Stated goal 1 =>
List the three frightening stories that the parenting advice cites as ones parents should forget.
Stated goal 2 =>
Answer these questions from the parenting advice:
(a) If mom punishes her child, what should dad never do?
(b) Why does an elder child owe nothing?
(c) Why does saying "You're the best!" count as a comparison?
Stated goal 3 =>
Carry on the parenting advice past its final paragraph.

Provided text =>
Mom and dad are always on the same side. If mom punishes her child, dad should never cancel the punishment. This doesn’t mean parents don’t love their children. It’s just a punishment for misbehavior.
Growing older means new opportunities, not new duties. Never tell your elder child that they’re older and therefore they owe someone something. This spoils their childhood and their relationships with their younger siblings. They owe nothing, because they didn’t choose to be born first.
Children are their parents’ reflection. The more hysterical and restless the child is, the more calm and consistent the adult should be. Children copy adults’ behavior; they see them as their role models.
Don’t frighten children. Ever. No matter what it is. Forget stories along the lines of “mom will stop loving you,“ ”a policeman will take you away," “the neighbor will come and scold you.” They destroy children’s minds.
Don’t compare children to others. If you wish them happiness, not high marks, they don’t need all this nonsense. A focus on others breaks people’s mind and self-confidence. You’ve got your black belt in parenting when you don’t even want to say to them, “You’re the best!“. Because ”the best" is a comparison!

Stored records =>
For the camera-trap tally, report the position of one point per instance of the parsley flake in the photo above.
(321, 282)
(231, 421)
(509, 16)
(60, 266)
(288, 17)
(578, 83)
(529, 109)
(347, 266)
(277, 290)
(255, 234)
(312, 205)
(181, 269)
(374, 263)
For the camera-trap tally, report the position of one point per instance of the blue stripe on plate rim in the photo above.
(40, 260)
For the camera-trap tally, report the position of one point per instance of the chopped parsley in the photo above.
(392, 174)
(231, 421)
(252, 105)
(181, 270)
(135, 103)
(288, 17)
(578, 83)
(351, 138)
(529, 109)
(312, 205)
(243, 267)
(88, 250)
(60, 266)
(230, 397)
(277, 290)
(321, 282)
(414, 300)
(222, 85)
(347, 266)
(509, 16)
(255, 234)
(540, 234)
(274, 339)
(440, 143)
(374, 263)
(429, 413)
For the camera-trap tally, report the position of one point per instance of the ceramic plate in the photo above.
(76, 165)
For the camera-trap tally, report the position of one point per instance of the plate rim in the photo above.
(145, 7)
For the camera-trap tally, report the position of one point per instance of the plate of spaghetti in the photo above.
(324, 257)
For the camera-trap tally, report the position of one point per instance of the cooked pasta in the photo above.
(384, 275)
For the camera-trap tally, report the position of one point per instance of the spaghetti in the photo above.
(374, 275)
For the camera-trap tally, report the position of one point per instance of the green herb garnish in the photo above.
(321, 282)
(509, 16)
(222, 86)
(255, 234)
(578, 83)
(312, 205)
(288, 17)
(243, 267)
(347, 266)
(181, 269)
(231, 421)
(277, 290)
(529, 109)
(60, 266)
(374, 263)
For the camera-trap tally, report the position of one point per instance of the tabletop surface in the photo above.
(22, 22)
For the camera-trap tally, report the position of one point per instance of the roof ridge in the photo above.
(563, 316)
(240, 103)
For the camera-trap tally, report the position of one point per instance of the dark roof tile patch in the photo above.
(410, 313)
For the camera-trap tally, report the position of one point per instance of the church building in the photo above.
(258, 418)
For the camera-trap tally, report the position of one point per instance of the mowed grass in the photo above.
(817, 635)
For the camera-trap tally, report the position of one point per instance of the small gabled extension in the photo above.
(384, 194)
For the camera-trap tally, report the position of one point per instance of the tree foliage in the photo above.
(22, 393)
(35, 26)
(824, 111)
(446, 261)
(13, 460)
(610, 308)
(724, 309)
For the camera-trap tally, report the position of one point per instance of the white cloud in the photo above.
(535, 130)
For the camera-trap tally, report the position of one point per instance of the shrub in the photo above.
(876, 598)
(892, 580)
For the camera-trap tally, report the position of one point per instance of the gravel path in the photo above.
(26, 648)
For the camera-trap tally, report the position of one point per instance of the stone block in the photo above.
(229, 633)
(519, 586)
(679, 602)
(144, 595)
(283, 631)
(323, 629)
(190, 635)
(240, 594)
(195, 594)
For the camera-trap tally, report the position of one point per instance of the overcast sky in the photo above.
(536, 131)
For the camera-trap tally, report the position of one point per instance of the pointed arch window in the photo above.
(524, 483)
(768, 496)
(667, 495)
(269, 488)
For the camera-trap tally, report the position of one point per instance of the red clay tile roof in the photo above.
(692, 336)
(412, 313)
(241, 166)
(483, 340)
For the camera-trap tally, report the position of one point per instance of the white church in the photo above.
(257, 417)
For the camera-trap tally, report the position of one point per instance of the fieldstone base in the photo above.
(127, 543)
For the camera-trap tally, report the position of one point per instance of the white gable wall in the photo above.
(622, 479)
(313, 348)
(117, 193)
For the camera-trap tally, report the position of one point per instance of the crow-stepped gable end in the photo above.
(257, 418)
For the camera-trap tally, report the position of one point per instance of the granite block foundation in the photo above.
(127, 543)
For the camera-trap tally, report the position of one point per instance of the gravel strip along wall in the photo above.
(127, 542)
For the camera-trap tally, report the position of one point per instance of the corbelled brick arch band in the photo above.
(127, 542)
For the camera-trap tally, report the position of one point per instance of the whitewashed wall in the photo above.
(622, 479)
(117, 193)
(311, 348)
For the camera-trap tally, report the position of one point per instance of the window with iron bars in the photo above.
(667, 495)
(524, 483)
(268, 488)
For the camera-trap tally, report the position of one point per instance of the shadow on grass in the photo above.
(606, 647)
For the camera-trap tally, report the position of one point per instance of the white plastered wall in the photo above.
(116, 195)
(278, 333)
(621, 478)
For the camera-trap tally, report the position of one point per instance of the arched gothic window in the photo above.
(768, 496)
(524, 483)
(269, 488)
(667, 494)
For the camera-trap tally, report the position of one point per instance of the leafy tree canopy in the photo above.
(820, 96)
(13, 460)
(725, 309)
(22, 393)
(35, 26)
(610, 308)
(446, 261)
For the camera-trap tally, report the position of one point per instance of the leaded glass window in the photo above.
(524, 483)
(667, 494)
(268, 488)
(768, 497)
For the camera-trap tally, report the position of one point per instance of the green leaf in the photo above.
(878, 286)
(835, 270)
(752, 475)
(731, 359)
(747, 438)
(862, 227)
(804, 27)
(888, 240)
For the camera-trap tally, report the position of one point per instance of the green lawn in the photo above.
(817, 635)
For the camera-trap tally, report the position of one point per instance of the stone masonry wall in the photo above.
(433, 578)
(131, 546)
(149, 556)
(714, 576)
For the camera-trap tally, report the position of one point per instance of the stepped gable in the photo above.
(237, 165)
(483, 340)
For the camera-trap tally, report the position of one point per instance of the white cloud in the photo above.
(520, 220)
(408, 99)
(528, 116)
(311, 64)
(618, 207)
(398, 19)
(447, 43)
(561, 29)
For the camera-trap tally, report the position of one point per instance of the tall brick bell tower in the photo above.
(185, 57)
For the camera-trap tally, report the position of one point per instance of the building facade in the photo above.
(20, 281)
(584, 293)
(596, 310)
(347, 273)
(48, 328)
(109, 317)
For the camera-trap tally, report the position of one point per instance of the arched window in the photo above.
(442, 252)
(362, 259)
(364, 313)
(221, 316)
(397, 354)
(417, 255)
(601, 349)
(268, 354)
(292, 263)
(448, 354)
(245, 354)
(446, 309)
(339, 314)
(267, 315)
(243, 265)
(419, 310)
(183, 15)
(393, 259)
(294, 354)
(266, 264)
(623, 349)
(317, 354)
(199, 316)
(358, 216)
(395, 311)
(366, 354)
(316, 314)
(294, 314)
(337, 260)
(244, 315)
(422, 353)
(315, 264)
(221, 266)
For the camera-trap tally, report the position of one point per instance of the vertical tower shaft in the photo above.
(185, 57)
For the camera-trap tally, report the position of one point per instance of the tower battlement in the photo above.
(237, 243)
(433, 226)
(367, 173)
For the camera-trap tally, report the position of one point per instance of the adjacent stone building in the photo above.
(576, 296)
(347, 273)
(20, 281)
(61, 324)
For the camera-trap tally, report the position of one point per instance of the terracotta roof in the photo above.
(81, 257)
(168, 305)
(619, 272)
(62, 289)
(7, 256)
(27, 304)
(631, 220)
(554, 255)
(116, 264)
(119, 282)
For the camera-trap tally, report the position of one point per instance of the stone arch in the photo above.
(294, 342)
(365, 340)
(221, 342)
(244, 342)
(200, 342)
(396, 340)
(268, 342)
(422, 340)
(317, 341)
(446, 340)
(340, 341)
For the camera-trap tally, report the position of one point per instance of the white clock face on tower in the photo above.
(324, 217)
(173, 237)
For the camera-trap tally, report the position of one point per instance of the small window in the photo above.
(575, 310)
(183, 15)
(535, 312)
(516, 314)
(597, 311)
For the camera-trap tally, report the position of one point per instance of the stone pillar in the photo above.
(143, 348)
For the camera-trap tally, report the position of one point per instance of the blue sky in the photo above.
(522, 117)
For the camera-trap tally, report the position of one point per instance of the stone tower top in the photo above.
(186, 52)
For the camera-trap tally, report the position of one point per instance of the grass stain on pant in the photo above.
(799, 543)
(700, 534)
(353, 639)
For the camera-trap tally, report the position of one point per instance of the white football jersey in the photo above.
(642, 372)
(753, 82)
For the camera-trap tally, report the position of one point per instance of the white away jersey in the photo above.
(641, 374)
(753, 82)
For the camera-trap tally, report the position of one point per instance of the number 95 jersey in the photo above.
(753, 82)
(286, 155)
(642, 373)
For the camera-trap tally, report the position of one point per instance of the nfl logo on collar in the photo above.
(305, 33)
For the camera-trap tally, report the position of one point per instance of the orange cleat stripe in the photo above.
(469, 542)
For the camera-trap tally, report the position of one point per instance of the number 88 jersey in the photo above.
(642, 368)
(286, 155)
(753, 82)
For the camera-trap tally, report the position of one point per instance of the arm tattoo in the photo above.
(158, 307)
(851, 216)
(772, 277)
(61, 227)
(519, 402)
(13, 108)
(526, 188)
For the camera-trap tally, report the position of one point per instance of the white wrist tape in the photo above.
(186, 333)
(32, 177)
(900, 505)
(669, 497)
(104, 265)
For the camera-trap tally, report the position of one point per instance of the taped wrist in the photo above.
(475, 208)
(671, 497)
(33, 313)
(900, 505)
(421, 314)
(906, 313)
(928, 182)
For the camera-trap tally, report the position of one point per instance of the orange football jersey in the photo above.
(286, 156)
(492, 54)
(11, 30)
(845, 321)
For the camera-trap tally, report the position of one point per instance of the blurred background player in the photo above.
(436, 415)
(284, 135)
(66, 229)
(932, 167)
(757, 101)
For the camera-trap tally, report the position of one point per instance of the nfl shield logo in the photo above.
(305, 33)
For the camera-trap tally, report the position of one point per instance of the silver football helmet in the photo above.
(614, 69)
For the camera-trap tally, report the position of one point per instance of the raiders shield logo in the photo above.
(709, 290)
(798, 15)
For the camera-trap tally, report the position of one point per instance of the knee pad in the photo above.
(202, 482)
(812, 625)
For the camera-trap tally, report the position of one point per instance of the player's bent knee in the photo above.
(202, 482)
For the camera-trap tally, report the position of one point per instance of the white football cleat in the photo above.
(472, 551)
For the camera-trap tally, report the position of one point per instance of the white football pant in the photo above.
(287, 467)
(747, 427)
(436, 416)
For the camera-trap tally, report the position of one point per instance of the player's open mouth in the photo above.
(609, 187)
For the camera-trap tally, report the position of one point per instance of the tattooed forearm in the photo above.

Response 1 =>
- "mom will stop loving you"
- "a policeman will take you away"
- "the neighbor will come and scold you"

Response 2 =>
(a) Cancel the punishment.
(b) Because they didn't choose to be born first.
(c) Because "the best" is a comparison.

Response 3 =>
Give them a choice, and teach them to listen to their desires. Children who weren’t asked what they wanted, and weren’t given the right to choose, grow up into indecisive and unhappy adults. They can choose almost everything: the kind of breakfast they want, their toys, cartoons, clothes, and plan for the weekend.
"Do this" never works. A personal example gradually begins to work. Don’t force children to do something — let them be inspired by your actions.
Love is not a part of the deal. Parents love their children not for success or good behavior. They just love them. Without any conditions.